## Source extract
An extremely disturbing incident took place on 28 May ‘23. A 16-year old girl in Delhi was brutally stabbed to death on the footpath outside her house. This atrocity was captured on a CCTV camera. The most shocking part about this was that the man who was attacking her did this in full public view and none of the many people walking by came to help the poor girl.
We’re sure you’ve heard of news stories similar to this - Where someone is getting assaulted in clear view of several people, but nobody does anything? The bystander effect, a psychological phenomenon where the presence of others inhibits individual action, is brought to the forefront by such harrowing events.
“Thou shalt not be a victim. Thou shalt not be a perpetrator. Above all, thou shalt not be a bystander.” ― Ken Wytsma,
What is the bystander effect?
The bystander effect refers to the decrease in likelihood of an individual helping someone in distress when other people are present. This phenomenon becomes more pronounced with the increase in the number of bystanders, leading to a diffusion of responsibility and collective inaction.

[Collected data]

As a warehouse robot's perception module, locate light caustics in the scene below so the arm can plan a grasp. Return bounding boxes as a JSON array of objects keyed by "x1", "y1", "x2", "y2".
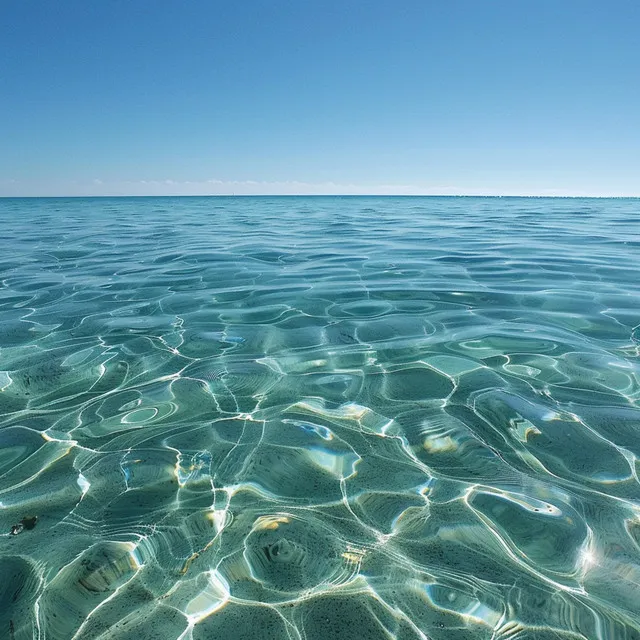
[{"x1": 0, "y1": 198, "x2": 640, "y2": 640}]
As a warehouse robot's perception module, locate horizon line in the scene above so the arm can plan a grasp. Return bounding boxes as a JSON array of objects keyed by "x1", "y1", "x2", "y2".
[{"x1": 0, "y1": 193, "x2": 640, "y2": 200}]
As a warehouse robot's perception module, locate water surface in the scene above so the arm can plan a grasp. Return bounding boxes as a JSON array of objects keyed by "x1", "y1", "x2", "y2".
[{"x1": 0, "y1": 198, "x2": 640, "y2": 640}]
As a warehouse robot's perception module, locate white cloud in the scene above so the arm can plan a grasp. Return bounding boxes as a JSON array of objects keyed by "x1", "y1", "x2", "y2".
[{"x1": 0, "y1": 178, "x2": 640, "y2": 197}]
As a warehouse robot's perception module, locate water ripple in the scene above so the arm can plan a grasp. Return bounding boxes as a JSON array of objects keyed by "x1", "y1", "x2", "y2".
[{"x1": 0, "y1": 198, "x2": 640, "y2": 640}]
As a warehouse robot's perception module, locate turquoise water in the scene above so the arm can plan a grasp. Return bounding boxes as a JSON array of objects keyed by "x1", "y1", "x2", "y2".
[{"x1": 0, "y1": 198, "x2": 640, "y2": 640}]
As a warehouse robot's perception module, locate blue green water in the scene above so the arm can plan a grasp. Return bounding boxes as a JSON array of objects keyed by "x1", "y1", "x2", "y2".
[{"x1": 0, "y1": 198, "x2": 640, "y2": 640}]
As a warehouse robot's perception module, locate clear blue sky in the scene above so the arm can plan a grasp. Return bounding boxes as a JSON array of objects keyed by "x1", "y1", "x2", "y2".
[{"x1": 0, "y1": 0, "x2": 640, "y2": 195}]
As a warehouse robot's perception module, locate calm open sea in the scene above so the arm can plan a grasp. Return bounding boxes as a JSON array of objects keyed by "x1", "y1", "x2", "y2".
[{"x1": 0, "y1": 197, "x2": 640, "y2": 640}]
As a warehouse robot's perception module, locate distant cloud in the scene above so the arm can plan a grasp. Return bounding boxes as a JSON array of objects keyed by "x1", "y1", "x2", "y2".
[{"x1": 0, "y1": 178, "x2": 640, "y2": 197}]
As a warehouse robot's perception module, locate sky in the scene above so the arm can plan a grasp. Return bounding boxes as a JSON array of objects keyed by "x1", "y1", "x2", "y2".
[{"x1": 0, "y1": 0, "x2": 640, "y2": 196}]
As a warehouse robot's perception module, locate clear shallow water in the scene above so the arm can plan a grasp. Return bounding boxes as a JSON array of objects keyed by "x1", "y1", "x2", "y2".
[{"x1": 0, "y1": 198, "x2": 640, "y2": 640}]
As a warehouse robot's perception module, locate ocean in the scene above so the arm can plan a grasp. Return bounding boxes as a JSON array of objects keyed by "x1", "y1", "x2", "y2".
[{"x1": 0, "y1": 197, "x2": 640, "y2": 640}]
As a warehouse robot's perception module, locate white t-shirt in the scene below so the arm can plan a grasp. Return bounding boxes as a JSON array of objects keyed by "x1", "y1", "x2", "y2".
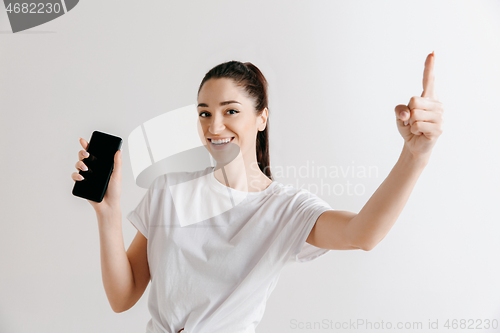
[{"x1": 127, "y1": 167, "x2": 333, "y2": 333}]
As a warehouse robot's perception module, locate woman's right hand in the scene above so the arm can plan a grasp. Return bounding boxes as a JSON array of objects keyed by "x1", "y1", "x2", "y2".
[{"x1": 71, "y1": 138, "x2": 122, "y2": 214}]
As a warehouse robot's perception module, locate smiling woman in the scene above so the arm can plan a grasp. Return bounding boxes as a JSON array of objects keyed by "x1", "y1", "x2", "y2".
[
  {"x1": 122, "y1": 53, "x2": 442, "y2": 333},
  {"x1": 122, "y1": 61, "x2": 344, "y2": 333}
]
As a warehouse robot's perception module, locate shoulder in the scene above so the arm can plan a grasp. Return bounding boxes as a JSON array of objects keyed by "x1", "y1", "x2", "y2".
[{"x1": 159, "y1": 167, "x2": 212, "y2": 185}]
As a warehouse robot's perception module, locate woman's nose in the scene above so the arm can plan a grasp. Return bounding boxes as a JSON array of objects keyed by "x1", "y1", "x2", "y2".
[{"x1": 208, "y1": 115, "x2": 225, "y2": 134}]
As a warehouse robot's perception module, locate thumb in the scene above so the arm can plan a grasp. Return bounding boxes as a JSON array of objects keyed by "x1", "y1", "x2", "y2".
[
  {"x1": 113, "y1": 150, "x2": 122, "y2": 175},
  {"x1": 395, "y1": 104, "x2": 411, "y2": 126}
]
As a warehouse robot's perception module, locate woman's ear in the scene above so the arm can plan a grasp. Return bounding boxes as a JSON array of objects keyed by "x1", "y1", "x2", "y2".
[{"x1": 259, "y1": 108, "x2": 268, "y2": 131}]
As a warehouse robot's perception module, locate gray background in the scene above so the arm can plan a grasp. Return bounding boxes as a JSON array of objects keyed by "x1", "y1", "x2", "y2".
[{"x1": 0, "y1": 0, "x2": 500, "y2": 333}]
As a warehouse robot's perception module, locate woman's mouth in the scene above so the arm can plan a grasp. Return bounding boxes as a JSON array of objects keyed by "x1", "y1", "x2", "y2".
[{"x1": 208, "y1": 136, "x2": 234, "y2": 149}]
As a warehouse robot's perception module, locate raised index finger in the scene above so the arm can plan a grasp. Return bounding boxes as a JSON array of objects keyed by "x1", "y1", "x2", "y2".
[{"x1": 421, "y1": 51, "x2": 437, "y2": 100}]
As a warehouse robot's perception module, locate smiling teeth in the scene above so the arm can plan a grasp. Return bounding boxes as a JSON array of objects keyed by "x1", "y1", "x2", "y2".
[{"x1": 212, "y1": 139, "x2": 231, "y2": 144}]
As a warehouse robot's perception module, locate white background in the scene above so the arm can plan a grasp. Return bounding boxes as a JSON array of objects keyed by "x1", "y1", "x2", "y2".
[{"x1": 0, "y1": 0, "x2": 500, "y2": 333}]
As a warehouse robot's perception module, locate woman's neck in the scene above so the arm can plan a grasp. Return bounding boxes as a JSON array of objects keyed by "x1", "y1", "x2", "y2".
[{"x1": 214, "y1": 152, "x2": 272, "y2": 192}]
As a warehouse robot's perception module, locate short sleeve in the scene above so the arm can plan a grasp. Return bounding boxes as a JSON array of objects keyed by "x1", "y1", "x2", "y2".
[
  {"x1": 290, "y1": 189, "x2": 334, "y2": 263},
  {"x1": 127, "y1": 176, "x2": 162, "y2": 238}
]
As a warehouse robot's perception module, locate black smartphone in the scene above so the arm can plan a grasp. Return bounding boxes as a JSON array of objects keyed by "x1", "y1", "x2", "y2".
[{"x1": 73, "y1": 131, "x2": 123, "y2": 202}]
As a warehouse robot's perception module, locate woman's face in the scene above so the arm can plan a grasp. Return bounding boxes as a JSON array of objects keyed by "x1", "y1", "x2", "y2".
[{"x1": 198, "y1": 78, "x2": 267, "y2": 161}]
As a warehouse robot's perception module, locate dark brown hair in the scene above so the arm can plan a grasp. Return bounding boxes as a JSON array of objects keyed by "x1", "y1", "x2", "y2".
[{"x1": 198, "y1": 60, "x2": 273, "y2": 180}]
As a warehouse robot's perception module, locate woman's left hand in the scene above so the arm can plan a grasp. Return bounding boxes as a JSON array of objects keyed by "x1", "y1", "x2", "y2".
[{"x1": 395, "y1": 52, "x2": 444, "y2": 159}]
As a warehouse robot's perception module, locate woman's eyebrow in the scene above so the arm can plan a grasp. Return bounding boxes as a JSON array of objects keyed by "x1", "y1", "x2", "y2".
[{"x1": 198, "y1": 101, "x2": 241, "y2": 108}]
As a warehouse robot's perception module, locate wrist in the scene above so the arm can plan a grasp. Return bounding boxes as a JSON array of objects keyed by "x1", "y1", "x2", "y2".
[{"x1": 400, "y1": 144, "x2": 431, "y2": 168}]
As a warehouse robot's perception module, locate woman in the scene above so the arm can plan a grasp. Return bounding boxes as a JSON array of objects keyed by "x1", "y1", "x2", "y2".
[{"x1": 72, "y1": 53, "x2": 443, "y2": 333}]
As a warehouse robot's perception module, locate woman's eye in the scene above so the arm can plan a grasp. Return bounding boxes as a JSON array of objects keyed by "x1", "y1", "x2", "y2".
[{"x1": 199, "y1": 109, "x2": 240, "y2": 118}]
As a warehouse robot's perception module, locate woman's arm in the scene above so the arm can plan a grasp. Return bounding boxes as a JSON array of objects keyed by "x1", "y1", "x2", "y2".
[
  {"x1": 306, "y1": 52, "x2": 444, "y2": 251},
  {"x1": 307, "y1": 145, "x2": 429, "y2": 251},
  {"x1": 346, "y1": 145, "x2": 429, "y2": 251}
]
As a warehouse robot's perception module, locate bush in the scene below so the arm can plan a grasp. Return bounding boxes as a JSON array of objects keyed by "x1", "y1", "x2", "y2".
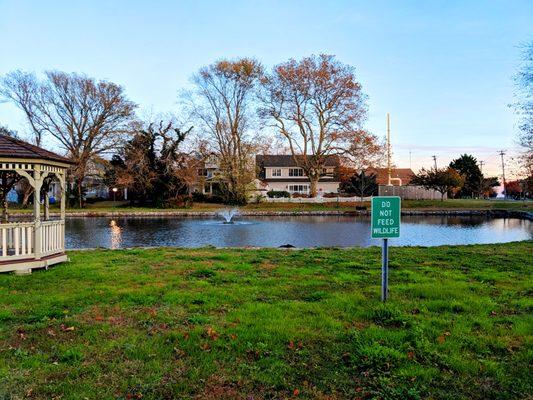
[
  {"x1": 164, "y1": 195, "x2": 193, "y2": 208},
  {"x1": 252, "y1": 194, "x2": 265, "y2": 204},
  {"x1": 267, "y1": 190, "x2": 291, "y2": 199},
  {"x1": 192, "y1": 192, "x2": 224, "y2": 204},
  {"x1": 292, "y1": 193, "x2": 309, "y2": 199}
]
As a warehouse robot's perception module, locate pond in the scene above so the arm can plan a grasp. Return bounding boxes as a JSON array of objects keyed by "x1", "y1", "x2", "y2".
[{"x1": 66, "y1": 216, "x2": 533, "y2": 249}]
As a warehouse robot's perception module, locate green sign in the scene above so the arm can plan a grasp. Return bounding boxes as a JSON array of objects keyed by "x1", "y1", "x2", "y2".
[{"x1": 371, "y1": 196, "x2": 401, "y2": 239}]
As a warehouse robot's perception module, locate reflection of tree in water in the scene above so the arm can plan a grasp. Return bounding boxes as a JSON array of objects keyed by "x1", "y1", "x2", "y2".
[
  {"x1": 109, "y1": 219, "x2": 122, "y2": 249},
  {"x1": 402, "y1": 215, "x2": 486, "y2": 227}
]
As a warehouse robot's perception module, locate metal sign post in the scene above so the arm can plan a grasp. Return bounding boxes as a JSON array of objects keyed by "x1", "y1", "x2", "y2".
[{"x1": 370, "y1": 196, "x2": 401, "y2": 301}]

## Assignment
Duplicate the passage on the bystander effect above from "We’re sure you’ve" to "the bystander effect?".

## Solution
We’re sure you’ve heard of news stories similar to this - Where someone is getting assaulted in clear view of several people, but nobody does anything? The bystander effect, a psychological phenomenon where the presence of others inhibits individual action, is brought to the forefront by such harrowing events.
“Thou shalt not be a victim. Thou shalt not be a perpetrator. Above all, thou shalt not be a bystander.” ― Ken Wytsma,
What is the bystander effect?